## [Required tasks]
(1) In one to three sentences, explain how the Sarcoptes anthracis text says the mite's four pairs of legs differ from one another.
(2) Reproduce word for word the passage of the Sarcoptes anthracis text between "The Anthrax mite" and "and fine striations.", inclusive.

## [Study text]
++++++
Sarcoptes anthracis

Scientific classification
- Kingdom: Animalia
- Phylum: Arthropoda
- Subphylum: Chelicerata
- Class: Arachnida
- Order: Sarcoptiformes
- Family: Sarcoptidae
- Genus: Sarcoptes
- Species: S. anthracis
- Binomial name: Sarcoptes anthracis Iwanowski, 1901

= Anthrax mite =

- Authority: Iwanowski, 1901

Species of mite

The Anthrax mite (Sarcoptes anthracis) is a pathogenic mite and an intermediate host of anthrax.

==Morphology==
Sarcoptes anthracis mites have a circular body that is convex on the dorsal side and flat on the ventral side, with four pairs of legs. The first two pairs end in suckers, while the last two pairs have long bristles. Adult females measure approximately 300–500 μm in length, and their surface is covered with scales and fine striations.
++++++
## [Dataset]
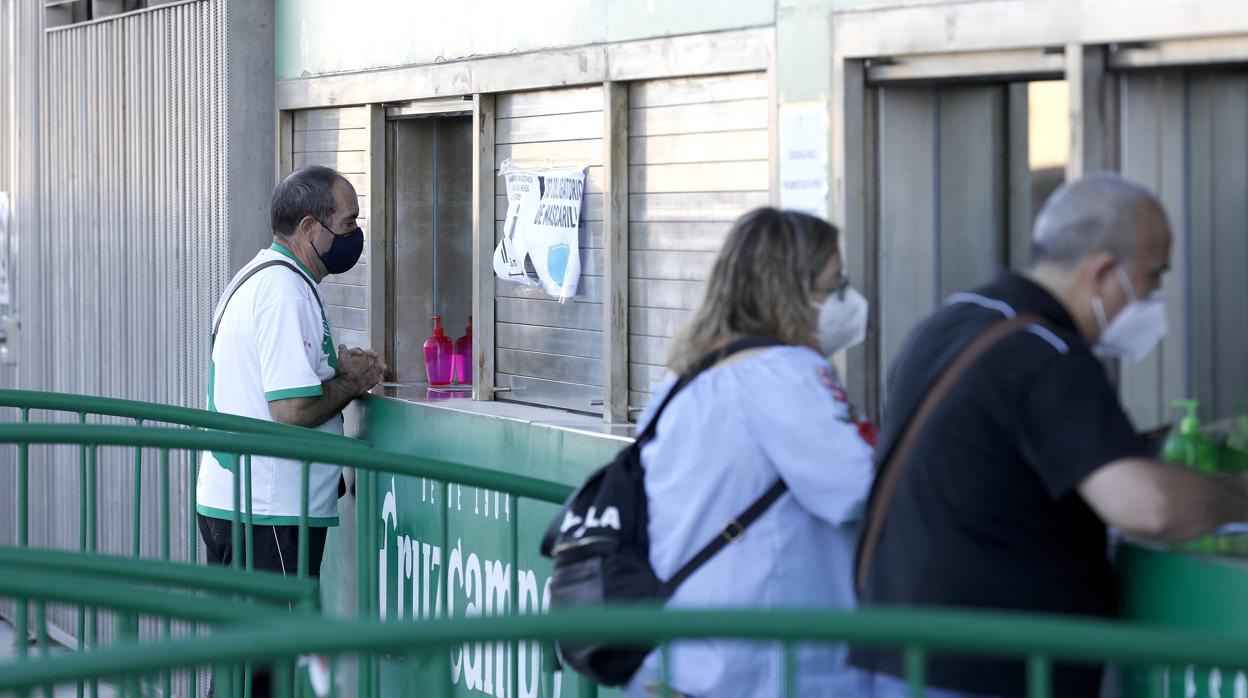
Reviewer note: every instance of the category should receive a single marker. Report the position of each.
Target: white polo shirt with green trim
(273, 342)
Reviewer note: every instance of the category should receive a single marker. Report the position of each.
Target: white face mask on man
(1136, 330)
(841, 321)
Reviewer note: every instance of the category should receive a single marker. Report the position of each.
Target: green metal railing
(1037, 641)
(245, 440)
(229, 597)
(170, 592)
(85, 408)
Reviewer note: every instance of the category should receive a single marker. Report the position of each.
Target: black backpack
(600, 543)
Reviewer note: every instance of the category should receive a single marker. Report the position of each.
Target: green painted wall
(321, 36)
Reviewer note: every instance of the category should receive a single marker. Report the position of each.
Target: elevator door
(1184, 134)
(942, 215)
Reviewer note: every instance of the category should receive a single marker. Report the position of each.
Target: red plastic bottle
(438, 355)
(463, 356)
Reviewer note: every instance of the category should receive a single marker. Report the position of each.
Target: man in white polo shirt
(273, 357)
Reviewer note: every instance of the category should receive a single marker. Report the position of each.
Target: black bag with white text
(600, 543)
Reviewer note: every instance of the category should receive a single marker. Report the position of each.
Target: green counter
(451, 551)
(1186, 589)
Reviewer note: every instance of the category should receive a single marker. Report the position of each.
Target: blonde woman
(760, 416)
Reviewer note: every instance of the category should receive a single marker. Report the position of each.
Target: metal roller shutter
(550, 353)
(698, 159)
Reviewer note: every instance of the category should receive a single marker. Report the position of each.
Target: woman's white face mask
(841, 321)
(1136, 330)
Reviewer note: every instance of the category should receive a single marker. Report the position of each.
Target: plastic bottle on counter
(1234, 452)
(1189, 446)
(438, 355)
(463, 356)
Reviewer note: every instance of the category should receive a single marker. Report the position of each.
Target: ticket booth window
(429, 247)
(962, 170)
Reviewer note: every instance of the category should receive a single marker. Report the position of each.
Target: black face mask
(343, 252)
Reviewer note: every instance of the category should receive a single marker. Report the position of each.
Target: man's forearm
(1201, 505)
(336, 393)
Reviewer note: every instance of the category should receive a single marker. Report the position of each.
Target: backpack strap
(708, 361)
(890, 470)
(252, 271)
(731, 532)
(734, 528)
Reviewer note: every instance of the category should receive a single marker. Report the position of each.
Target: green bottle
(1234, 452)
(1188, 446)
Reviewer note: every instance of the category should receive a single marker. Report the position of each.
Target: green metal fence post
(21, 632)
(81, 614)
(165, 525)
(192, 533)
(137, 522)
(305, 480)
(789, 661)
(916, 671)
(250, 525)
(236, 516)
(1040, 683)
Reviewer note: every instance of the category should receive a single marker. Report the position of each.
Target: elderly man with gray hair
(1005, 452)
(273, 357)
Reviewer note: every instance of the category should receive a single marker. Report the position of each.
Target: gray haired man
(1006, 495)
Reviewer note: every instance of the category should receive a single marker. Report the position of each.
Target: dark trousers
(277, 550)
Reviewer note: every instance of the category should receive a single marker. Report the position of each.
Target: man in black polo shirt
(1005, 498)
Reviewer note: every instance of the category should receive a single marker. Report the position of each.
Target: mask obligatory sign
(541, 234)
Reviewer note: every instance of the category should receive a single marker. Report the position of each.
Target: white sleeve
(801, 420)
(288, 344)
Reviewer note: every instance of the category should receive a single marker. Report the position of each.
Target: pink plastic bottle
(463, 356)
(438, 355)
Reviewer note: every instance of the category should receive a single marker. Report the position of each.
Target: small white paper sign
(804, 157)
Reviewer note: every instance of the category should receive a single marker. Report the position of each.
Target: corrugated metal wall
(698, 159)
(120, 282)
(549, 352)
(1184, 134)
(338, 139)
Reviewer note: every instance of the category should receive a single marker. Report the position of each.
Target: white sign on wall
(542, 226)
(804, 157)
++++++
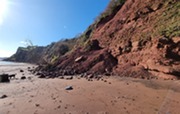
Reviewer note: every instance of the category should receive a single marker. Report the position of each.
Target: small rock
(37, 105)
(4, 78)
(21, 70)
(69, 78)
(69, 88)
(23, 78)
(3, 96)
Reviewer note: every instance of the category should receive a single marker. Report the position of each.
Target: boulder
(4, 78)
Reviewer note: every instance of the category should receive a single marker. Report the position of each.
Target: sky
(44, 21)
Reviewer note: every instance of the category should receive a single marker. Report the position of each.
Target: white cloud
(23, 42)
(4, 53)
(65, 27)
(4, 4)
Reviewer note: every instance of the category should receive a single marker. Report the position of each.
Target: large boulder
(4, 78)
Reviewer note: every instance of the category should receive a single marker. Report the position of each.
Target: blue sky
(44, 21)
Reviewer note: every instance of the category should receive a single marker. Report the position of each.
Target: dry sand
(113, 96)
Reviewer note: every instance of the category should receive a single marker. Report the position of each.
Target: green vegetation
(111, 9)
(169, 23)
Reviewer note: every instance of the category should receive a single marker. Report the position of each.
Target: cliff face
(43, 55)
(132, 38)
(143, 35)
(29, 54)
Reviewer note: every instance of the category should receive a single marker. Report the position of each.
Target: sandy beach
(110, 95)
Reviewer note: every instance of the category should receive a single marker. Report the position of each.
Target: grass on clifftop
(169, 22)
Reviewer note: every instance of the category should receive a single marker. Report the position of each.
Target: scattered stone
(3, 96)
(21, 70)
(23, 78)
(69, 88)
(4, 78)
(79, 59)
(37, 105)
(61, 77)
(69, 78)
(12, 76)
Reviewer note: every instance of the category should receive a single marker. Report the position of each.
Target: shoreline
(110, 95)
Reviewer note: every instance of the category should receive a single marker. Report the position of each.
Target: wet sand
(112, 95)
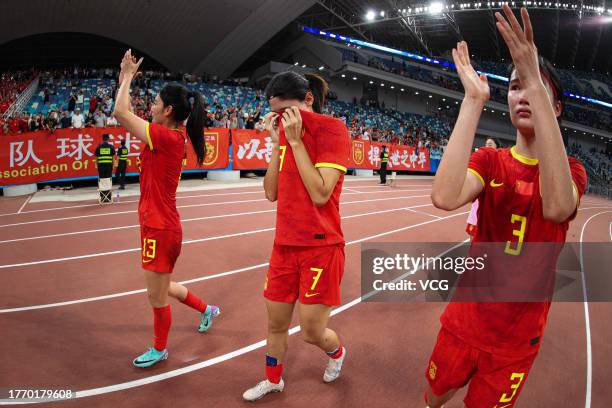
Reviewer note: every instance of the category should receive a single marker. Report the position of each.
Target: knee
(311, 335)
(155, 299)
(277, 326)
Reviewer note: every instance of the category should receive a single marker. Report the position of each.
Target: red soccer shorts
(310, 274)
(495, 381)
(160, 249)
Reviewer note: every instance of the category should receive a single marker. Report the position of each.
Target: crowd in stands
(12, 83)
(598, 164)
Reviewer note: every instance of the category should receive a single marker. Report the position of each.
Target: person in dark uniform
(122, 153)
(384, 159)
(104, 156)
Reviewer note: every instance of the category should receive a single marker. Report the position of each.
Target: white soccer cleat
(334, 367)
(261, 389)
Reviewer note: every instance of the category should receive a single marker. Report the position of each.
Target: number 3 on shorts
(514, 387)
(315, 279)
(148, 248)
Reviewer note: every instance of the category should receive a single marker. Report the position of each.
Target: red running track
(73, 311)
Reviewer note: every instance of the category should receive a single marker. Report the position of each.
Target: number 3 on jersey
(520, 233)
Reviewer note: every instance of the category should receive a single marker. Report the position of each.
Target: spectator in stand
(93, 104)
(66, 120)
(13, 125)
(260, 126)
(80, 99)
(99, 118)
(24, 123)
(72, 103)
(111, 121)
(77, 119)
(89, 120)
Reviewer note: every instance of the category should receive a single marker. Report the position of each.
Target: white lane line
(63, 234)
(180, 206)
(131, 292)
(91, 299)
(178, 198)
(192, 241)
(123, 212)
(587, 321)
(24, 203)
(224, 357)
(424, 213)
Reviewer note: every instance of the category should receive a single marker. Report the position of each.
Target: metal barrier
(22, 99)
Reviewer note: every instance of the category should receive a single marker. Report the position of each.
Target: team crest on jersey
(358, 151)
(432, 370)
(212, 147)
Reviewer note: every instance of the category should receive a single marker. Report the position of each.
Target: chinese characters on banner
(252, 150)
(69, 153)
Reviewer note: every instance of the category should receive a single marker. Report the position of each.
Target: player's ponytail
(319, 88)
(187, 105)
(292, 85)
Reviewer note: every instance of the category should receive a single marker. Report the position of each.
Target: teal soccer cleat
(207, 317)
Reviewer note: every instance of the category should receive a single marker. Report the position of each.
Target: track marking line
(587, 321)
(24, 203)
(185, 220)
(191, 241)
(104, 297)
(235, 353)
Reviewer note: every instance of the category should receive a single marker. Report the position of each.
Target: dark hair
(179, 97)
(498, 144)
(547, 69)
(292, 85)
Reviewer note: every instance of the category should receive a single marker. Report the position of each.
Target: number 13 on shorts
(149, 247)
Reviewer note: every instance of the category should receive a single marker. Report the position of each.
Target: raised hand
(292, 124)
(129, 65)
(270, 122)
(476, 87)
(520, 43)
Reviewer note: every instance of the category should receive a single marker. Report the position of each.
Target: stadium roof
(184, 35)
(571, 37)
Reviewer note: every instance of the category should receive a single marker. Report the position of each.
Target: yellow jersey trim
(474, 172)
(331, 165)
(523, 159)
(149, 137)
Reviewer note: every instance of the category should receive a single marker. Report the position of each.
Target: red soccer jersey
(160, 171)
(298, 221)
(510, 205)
++++++
## [Expected results]
(1) Sarcoptes anthracis has four pairs of legs. The first two pairs end in suckers, and the last two pairs carry long bristles.

(2)
The Anthrax mite (Sarcoptes anthracis) is a pathogenic mite and an intermediate host of anthrax.

==Morphology==
Sarcoptes anthracis mites have a circular body that is convex on the dorsal side and flat on the ventral side, with four pairs of legs. The first two pairs end in suckers, while the last two pairs have long bristles. Adult females measure approximately 300–500 μm in length, and their surface is covered with scales and fine striations.